SELECTION:
— Begin —

96 Asquith Ave. Toronto, Ont. Canada M4W 1J8
Tel:416-972 0616 Fax:416-972 0017 & 978 3963
e-mail: agfrank@epas.utoronto.ca

IN MEMORIAM TRIBUTE TO ERNEST MANDEL

We have lost not only a most humane human being, but the world's
greatest optimist. I don't know which is the greater loss, but
perhaps there was an intimate connection of humane optimism
and/or optimistic humanism; and, if so, the world's loss is
multiplied and all the greater. Not only shall we miss him; we
still NEED him!

My relation with Ernest was professional, political, and above
all personal. It began with his professional/political published
praise of my early work on Latin America and my request to him
for help with my work on dependence, to which he acceeded
logistically by receiving me in the Hague, taking me back to
Brussles in his car, and lodging me at his home in or about 1969.
Ernest later changed his mind about, and became ever more
critical of, dependence "theory" and my work; but our personal
relations continued to flourish.

Another professional tie was our interest in Kondratieffs in
general and the Kondratieff B phase world economic crisis of
accumulation since 1967, about which we both wrotre so much. [A
recent manifestation was the 1989 Brussels Kondratieff conference
he organized whose papers then appeared in a book edited by him,
Kleinknecht and Wallerstein. Another was our concern with whether
Kondratieff lower turning points are exogenous, as he maintained,
or possibly endogenous as I suggest, as eg. in our debate which
began between him and David Gordon in Boston in 1979 as
summarized and continued by the three of us in REVIEW 1994.

— End —

GIVEN INSTRUCTION A: According to the tribute to Ernest Mandel, in what year was the Brussels Kondratieff conference that he organized held?
GIVEN INSTRUCTION B: List every city named in the tribute to Ernest Mandel, including its address lines.
GIVEN INSTRUCTION C: From the tribute to Ernest Mandel, return everything from "My relation with" down to "or about 1969.".
The material that follows has no connection to the tribute to Ernest Mandel.

DATA SECTION:
— Begin —

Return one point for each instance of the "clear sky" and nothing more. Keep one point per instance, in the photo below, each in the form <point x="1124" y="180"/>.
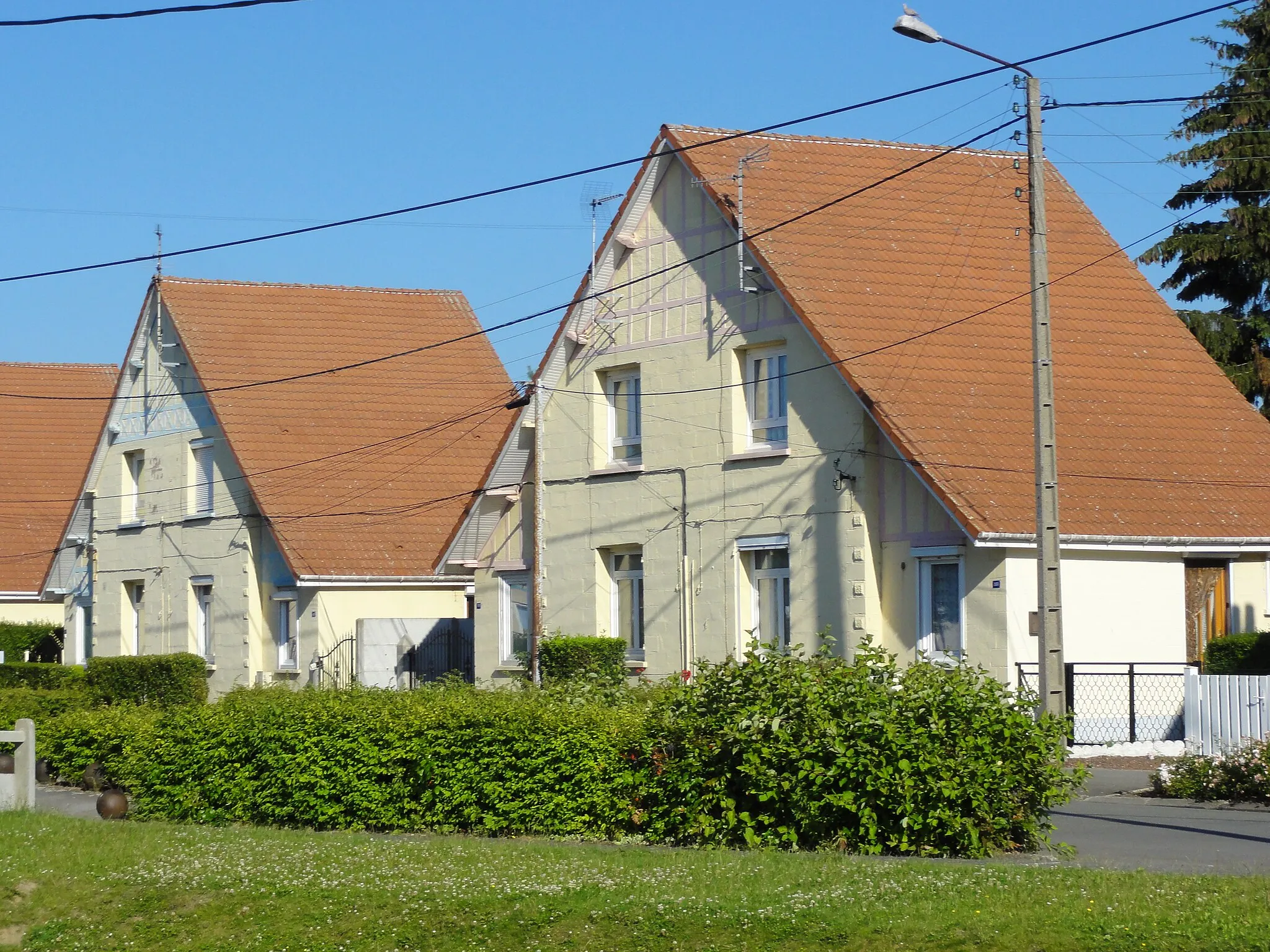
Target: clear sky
<point x="225" y="125"/>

— End —

COMPLETE OUTPUT A: 1989

COMPLETE OUTPUT B: Toronto, the Hague, Brussels, Boston

COMPLETE OUTPUT C:
My relation with Ernest was professional, political, and above
all personal. It began with his professional/political published
praise of my early work on Latin America and my request to him
for help with my work on dependence, to which he acceeded
logistically by receiving me in the Hague, taking me back to
Brussles in his car, and lodging me at his home in or about 1969.